-- Opening Marker --

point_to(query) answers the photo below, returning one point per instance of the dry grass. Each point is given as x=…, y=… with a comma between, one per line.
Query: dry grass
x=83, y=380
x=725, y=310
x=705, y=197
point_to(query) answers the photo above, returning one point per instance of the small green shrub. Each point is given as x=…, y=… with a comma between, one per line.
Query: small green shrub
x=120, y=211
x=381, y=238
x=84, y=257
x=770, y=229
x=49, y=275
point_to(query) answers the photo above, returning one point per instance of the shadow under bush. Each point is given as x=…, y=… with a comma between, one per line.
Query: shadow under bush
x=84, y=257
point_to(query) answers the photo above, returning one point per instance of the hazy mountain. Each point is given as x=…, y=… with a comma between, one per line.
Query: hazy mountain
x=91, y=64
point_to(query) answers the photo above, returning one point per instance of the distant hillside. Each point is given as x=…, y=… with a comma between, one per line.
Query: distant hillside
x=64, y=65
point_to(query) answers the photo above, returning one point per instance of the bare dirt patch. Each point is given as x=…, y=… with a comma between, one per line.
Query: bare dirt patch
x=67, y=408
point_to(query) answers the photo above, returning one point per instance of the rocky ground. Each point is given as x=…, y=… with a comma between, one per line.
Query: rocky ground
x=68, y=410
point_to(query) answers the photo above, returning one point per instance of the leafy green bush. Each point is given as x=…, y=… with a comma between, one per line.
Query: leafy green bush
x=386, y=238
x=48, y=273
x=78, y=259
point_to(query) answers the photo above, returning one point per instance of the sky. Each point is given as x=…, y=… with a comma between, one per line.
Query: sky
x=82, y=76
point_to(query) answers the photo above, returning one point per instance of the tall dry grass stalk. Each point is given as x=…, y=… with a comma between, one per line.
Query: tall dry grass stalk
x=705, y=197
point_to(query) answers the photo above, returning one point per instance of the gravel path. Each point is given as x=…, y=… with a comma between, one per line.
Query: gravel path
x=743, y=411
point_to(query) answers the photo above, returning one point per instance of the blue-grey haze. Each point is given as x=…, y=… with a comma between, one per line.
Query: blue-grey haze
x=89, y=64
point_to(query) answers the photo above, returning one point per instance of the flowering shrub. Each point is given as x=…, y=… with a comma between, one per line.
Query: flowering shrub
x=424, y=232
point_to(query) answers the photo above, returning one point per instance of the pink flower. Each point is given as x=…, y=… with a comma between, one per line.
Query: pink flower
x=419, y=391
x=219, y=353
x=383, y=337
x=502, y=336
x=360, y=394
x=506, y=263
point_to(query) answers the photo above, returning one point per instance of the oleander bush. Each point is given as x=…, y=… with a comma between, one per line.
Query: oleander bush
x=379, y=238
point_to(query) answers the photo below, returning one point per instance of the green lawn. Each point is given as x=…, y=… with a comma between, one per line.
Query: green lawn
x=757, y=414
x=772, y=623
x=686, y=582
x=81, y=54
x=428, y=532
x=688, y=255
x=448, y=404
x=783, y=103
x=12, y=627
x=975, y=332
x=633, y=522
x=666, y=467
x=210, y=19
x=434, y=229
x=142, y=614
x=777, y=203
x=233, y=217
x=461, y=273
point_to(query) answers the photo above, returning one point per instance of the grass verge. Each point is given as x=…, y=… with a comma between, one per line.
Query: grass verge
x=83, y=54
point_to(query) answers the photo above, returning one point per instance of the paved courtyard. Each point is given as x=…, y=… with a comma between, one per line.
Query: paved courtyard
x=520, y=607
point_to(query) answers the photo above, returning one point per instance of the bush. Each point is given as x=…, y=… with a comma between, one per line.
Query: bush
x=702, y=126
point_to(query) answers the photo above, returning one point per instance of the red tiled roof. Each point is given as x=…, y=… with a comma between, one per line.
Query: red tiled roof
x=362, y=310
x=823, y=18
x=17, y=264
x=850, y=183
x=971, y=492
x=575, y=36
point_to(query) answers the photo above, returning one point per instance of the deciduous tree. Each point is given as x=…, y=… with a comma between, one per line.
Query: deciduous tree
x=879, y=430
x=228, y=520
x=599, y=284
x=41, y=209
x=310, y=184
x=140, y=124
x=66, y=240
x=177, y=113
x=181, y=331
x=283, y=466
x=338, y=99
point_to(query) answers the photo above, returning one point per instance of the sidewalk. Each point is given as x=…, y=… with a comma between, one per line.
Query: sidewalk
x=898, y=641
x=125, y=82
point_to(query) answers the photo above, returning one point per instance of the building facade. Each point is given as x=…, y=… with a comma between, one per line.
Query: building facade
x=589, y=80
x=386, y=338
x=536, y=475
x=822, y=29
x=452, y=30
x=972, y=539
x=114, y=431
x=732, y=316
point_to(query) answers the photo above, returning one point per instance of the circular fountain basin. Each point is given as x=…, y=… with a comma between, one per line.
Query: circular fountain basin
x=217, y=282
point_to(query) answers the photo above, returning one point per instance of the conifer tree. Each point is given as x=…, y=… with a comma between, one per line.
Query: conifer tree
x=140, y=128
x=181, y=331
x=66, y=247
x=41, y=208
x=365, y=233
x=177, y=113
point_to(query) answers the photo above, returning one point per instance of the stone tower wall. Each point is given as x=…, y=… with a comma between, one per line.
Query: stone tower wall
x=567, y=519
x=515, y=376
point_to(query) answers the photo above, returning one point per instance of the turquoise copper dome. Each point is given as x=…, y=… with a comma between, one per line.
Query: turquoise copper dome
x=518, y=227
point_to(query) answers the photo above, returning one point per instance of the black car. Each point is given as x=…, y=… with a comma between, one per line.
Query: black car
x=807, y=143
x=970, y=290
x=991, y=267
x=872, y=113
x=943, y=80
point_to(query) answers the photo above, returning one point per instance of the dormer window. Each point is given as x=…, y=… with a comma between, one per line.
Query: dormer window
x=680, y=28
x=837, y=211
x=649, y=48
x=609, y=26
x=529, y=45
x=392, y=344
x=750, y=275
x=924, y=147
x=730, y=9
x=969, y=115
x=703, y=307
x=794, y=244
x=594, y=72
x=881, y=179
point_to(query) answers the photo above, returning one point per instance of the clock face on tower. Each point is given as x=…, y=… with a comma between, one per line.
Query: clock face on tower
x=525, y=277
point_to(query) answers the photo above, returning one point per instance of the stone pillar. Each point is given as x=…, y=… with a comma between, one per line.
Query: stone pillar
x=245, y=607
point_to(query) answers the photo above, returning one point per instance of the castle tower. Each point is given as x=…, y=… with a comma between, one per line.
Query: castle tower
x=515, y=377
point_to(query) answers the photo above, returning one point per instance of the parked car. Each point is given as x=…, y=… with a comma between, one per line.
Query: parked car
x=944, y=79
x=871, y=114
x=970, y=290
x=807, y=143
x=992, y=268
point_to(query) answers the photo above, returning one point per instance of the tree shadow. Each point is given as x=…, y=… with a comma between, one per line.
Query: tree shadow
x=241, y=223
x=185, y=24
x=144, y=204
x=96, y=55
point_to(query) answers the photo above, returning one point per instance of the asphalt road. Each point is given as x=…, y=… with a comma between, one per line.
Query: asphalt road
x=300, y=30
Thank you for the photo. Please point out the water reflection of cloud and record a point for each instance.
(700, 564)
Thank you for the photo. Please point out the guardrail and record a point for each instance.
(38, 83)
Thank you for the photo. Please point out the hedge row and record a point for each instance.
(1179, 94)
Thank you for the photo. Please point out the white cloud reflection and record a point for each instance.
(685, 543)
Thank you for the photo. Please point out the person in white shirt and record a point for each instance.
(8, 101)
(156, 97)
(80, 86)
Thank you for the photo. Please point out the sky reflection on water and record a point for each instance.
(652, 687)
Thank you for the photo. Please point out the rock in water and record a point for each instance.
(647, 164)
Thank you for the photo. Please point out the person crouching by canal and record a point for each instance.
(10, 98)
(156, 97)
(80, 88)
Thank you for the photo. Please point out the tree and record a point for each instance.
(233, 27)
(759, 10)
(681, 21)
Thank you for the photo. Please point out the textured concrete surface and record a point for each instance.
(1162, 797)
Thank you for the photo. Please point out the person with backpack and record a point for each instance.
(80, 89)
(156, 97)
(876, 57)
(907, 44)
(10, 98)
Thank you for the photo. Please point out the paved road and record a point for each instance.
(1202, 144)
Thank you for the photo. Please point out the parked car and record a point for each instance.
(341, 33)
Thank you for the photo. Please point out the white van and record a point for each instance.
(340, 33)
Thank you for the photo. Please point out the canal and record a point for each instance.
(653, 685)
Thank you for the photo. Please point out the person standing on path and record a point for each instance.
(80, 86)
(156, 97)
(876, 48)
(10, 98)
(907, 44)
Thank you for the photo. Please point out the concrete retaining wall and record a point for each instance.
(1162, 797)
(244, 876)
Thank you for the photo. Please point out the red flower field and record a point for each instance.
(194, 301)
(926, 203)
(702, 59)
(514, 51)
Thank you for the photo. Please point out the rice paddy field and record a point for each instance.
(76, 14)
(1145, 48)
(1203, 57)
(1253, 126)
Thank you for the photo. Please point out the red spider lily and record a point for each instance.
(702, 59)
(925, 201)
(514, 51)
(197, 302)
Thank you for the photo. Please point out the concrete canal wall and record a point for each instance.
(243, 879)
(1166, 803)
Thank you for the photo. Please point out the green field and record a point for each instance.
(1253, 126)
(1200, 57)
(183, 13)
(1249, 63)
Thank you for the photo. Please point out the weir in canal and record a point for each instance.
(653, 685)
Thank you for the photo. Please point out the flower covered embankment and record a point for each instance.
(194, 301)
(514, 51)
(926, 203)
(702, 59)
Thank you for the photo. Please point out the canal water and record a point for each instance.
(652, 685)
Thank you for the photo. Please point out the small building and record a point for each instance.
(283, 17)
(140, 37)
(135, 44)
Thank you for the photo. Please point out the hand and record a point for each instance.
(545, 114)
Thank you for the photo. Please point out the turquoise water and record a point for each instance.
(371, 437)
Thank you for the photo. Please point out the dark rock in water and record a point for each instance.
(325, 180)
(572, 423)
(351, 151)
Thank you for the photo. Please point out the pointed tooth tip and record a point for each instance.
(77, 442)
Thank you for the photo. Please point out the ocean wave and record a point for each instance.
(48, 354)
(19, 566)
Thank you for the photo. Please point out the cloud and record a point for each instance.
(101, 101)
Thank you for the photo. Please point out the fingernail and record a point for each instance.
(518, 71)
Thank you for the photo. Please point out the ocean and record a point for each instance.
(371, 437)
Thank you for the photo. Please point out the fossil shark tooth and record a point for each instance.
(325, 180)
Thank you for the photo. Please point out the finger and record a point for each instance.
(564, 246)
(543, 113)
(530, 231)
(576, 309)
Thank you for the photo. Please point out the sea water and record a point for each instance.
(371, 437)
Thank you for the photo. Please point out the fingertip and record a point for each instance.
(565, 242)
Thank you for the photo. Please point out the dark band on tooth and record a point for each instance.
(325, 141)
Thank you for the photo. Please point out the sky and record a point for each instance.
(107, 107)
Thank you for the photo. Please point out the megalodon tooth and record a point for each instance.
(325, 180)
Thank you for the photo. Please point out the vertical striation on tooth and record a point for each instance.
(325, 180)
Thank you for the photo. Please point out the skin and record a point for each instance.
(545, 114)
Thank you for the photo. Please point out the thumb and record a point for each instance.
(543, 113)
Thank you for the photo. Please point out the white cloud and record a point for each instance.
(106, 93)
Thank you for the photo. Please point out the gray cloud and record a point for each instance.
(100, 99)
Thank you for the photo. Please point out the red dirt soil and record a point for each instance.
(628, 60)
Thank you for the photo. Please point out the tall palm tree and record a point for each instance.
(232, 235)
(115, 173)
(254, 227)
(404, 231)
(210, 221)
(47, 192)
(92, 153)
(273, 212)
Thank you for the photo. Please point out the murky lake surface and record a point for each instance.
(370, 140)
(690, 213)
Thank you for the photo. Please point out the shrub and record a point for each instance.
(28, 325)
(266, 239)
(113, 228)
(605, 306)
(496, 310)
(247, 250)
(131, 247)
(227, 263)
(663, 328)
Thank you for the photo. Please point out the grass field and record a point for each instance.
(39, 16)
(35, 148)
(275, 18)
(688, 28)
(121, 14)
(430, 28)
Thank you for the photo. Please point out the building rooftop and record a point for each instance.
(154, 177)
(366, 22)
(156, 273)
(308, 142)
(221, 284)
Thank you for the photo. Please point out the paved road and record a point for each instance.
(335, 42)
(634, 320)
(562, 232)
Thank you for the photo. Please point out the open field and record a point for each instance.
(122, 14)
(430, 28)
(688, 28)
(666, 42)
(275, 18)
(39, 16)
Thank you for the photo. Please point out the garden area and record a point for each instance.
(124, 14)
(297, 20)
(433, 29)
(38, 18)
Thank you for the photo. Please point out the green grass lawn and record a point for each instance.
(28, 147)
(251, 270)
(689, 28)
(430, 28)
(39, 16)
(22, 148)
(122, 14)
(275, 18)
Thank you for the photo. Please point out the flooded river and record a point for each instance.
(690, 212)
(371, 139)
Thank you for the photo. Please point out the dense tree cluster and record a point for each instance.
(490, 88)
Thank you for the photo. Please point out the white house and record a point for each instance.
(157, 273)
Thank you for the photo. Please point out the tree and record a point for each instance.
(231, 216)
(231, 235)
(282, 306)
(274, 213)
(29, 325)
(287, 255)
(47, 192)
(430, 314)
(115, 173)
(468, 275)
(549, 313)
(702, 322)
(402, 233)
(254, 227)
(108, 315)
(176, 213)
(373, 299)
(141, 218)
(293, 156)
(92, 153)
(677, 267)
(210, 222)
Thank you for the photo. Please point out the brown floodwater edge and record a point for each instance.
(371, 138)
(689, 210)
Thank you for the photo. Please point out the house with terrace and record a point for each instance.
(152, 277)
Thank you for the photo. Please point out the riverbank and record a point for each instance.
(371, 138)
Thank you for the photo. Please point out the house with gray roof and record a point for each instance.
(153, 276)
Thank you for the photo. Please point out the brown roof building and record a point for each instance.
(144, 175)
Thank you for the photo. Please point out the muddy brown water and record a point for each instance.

-- Closing Marker --

Every line above with the word "below" belongs in the answer, copied as written.

▶ _Output for this task_
point_to(query) answers the photo below, returning one point per instance of the dry grass. Each point is given as x=…, y=… with a comma between, one per line.
point_to(query) answers the photo below, returning one point per instance of the green lawn. Each point is given as x=…, y=… with a comma between, one per line.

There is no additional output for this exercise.